Required task:
Reproduce every line of the entries below without changing anything.

Extracted entries:
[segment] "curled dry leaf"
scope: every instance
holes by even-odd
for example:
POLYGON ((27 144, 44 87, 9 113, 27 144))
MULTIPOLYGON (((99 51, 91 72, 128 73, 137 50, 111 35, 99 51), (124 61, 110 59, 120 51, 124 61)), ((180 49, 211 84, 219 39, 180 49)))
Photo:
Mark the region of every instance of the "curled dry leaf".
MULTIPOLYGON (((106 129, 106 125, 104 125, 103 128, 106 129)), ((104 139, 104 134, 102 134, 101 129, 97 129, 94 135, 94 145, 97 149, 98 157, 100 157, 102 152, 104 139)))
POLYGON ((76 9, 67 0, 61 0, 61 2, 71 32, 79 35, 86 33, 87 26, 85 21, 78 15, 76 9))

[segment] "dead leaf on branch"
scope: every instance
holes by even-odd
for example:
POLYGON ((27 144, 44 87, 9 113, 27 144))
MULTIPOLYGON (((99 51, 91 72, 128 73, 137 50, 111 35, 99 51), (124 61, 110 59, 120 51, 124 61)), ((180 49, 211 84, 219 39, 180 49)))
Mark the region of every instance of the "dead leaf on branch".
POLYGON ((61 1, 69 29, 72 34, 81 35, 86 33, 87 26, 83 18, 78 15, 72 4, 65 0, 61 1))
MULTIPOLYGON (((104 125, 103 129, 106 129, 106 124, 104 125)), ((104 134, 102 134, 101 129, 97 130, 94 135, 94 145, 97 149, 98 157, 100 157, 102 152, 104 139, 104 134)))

Solved exercise:
[segment] "curled dry leaf"
scope: every instance
holes by even-odd
for example:
POLYGON ((27 144, 44 87, 9 113, 27 144))
MULTIPOLYGON (((99 51, 91 72, 128 73, 137 50, 111 35, 99 51), (124 61, 110 59, 120 51, 124 61)), ((180 49, 211 84, 219 39, 180 49)))
Photo:
Mark the region of every instance of the "curled dry leaf".
MULTIPOLYGON (((106 129, 106 125, 104 125, 103 128, 106 129)), ((104 139, 104 134, 102 134, 101 129, 97 129, 94 135, 94 145, 97 149, 98 157, 100 157, 102 152, 104 139)))
POLYGON ((76 9, 67 0, 61 0, 61 2, 71 32, 79 35, 86 33, 87 26, 85 21, 78 15, 76 9))

[segment] "dead leaf on branch"
scope: every instance
holes by even-odd
for example:
POLYGON ((27 144, 44 87, 9 113, 27 144))
MULTIPOLYGON (((99 51, 91 72, 128 73, 137 50, 111 35, 99 51), (124 61, 110 59, 120 51, 124 61)), ((180 49, 211 84, 219 39, 180 49)))
Mark the region of every instance of the "dead leaf on branch".
POLYGON ((61 1, 69 29, 72 34, 81 35, 86 33, 87 26, 83 18, 78 15, 72 4, 65 0, 61 1))
MULTIPOLYGON (((104 125, 103 129, 106 129, 106 124, 104 125)), ((104 134, 102 134, 101 129, 97 130, 94 135, 94 145, 97 149, 98 157, 100 157, 102 152, 104 139, 104 134)))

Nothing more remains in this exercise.